--- Begin Rows ---

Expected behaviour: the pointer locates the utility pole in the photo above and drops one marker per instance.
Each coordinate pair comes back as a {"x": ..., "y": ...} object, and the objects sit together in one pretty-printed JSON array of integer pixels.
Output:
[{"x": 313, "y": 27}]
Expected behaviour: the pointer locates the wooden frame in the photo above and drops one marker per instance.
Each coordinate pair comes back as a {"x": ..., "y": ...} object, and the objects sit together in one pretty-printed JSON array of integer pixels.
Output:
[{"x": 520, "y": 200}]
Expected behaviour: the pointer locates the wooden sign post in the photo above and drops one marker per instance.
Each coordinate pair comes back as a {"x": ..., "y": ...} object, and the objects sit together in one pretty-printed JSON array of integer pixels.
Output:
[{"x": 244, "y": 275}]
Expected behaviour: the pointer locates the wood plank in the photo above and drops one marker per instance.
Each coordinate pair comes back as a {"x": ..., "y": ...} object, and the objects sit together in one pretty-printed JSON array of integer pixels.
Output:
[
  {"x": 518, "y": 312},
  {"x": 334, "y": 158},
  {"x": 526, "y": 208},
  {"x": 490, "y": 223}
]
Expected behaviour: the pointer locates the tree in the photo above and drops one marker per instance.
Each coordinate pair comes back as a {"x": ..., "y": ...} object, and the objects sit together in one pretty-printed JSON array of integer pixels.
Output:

--- End Rows ---

--- Job ---
Format the records from the line containing "Expected behaviour: the pointer locates the tree" through the last line of the records, both included, as a JSON list of strings with one string per line and no blank lines.

--- Completed exercise ---
[
  "Expected behaviour: the pointer locates the tree in the photo above and drops one marker per instance.",
  "Each coordinate pair comes back as a {\"x\": ..., \"y\": ...} object, and the objects sit together in one pretty-printed JSON array of integer pixels.",
  "Output:"
]